REQUIRED WORK: In full and without changes, output the data.

RECORDS SUPPLIED:
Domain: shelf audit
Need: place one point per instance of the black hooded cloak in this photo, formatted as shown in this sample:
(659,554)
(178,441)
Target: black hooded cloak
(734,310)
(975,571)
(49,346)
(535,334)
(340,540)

RESULT OF THIS TASK:
Domain: shelf audit
Need: place one point per instance of the black hooded cloak in this photo, formatted as shown in this sample:
(659,554)
(178,441)
Target: black hooded cloak
(734,310)
(975,571)
(49,346)
(535,334)
(340,540)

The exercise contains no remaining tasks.